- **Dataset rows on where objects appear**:
##########
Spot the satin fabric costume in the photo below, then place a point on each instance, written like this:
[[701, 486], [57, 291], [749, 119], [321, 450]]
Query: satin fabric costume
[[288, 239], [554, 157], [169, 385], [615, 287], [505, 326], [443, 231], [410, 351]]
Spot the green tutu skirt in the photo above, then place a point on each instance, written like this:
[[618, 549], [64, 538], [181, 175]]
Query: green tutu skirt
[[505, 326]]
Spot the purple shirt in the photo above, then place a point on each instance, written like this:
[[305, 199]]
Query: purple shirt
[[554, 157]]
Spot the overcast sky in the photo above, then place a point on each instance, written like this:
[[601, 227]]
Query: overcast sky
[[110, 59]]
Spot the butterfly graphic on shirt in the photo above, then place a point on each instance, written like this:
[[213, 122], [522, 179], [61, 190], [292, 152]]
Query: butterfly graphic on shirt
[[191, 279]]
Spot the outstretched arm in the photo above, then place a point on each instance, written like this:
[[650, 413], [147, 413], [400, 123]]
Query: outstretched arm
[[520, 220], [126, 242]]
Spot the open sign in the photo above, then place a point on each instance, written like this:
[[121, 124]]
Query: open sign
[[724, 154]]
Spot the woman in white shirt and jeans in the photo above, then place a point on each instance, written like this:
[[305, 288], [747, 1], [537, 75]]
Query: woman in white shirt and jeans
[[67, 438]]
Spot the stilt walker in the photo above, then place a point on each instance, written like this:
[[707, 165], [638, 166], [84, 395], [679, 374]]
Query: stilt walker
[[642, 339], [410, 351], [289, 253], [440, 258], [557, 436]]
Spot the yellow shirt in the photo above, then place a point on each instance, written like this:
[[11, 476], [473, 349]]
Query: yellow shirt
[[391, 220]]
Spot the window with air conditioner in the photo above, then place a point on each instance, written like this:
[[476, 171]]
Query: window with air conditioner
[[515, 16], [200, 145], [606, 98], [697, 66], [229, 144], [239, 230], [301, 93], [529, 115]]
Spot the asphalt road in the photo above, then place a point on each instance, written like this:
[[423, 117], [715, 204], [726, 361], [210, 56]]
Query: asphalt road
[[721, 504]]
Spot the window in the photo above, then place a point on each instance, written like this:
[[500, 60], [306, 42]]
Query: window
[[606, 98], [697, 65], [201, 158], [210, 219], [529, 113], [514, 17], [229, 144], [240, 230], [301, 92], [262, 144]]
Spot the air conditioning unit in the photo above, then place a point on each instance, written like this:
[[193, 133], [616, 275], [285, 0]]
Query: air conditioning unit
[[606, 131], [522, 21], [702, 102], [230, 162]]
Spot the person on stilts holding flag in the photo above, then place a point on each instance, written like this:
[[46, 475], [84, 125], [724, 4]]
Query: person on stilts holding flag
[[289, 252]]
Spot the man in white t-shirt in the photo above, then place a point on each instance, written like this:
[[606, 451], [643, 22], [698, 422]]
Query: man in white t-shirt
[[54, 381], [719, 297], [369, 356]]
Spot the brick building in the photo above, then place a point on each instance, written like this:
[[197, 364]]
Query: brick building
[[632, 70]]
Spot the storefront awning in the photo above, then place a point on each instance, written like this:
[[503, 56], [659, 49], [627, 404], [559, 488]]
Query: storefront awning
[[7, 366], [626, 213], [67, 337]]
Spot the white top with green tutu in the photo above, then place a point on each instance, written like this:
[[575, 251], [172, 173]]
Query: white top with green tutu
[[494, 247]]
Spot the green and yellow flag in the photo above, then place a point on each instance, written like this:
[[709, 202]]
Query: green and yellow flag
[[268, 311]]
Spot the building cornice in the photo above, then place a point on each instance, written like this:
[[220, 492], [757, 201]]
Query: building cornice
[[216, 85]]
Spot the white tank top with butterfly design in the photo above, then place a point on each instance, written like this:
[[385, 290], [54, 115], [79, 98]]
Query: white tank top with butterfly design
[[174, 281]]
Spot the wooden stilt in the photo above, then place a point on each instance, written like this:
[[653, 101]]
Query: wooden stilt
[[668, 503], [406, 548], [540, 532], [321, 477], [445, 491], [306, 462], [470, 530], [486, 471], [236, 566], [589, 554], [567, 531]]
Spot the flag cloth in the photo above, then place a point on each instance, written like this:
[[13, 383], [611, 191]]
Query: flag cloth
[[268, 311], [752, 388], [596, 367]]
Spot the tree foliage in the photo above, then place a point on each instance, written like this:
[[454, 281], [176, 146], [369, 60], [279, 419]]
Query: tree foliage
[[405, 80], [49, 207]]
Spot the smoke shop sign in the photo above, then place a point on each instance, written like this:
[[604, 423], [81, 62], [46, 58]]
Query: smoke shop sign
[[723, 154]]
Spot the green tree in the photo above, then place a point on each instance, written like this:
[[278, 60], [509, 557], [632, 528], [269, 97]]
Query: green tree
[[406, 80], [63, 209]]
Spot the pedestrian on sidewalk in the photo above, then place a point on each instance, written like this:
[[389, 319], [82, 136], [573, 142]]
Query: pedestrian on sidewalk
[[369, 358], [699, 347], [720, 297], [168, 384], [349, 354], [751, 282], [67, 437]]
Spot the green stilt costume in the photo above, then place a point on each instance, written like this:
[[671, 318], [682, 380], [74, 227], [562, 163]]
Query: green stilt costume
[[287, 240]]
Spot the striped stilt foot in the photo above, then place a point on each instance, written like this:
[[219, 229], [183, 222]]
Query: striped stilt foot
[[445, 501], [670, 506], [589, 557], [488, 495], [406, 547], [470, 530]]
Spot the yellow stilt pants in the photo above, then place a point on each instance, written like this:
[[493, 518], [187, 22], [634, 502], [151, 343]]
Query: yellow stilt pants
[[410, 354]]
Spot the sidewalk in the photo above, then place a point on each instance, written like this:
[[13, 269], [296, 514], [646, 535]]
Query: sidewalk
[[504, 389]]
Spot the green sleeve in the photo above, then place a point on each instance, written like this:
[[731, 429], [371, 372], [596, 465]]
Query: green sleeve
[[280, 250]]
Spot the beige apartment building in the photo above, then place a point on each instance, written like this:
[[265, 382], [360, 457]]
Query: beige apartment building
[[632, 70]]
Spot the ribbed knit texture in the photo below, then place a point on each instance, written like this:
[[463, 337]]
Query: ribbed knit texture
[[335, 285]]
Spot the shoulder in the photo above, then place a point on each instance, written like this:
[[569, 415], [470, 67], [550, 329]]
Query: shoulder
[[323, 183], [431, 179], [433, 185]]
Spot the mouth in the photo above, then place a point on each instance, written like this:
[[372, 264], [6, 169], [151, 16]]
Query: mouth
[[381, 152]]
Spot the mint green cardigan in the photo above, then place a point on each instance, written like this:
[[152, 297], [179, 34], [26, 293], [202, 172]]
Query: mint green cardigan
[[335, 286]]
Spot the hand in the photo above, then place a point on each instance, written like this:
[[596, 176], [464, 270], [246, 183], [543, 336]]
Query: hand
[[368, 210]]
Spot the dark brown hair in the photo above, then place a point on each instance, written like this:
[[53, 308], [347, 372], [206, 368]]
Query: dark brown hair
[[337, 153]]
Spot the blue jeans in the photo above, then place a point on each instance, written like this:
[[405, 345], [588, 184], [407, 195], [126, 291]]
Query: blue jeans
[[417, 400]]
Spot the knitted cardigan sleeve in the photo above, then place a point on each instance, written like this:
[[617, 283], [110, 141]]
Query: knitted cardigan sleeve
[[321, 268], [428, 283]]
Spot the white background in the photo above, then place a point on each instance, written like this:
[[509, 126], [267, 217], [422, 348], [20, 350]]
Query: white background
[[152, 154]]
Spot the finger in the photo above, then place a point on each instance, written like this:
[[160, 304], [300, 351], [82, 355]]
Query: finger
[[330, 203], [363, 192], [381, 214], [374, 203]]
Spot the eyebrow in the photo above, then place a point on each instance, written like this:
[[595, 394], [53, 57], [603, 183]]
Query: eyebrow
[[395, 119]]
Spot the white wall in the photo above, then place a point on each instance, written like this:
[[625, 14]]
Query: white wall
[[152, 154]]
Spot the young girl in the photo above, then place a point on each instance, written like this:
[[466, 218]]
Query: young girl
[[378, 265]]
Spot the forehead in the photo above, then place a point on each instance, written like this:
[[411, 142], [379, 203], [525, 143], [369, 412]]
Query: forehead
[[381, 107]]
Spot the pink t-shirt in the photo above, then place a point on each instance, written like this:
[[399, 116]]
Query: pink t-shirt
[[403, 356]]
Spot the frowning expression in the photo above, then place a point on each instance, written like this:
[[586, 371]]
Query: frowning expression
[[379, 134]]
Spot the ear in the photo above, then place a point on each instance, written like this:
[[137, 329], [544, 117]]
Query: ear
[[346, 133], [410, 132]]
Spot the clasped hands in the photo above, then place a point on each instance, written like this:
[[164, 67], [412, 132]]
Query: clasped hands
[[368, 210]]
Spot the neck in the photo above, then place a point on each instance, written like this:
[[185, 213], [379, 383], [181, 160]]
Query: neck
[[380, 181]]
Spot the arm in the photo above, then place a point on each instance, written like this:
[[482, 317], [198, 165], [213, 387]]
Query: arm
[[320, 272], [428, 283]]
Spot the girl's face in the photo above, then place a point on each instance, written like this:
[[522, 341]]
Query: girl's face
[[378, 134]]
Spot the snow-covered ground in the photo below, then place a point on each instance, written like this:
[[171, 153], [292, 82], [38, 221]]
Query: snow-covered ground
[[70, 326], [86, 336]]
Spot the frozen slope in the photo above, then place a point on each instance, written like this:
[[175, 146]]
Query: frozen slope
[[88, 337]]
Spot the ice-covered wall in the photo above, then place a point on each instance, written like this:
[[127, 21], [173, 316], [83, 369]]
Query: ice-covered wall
##########
- **Short exercise**:
Set out exactly the run of lines that begins at the line holding "Spot the arm" and ends at the last line of the data.

- **Written response**:
Spot the arm in the photo above, then place a point on each instance, written like this:
[[482, 317], [198, 165], [213, 387]]
Query: arm
[[320, 272], [428, 283]]
Spot the girl's face in the photo above, then place a point on each instance, written like this:
[[522, 341]]
Query: girl's face
[[378, 134]]
Spot the snow-covered ground in the photo below, then place a point on each instance, written like this:
[[171, 153], [292, 82], [38, 221]]
Query: snow-covered ground
[[70, 326], [86, 336]]
Spot the frozen slope in the photo above, then place a point on each instance, written like this:
[[175, 146]]
Query: frozen slope
[[88, 337]]
Spot the ice-covered wall in the photo above, then place a point on each instance, written like this:
[[127, 21], [173, 316], [83, 369]]
Query: ice-covered wall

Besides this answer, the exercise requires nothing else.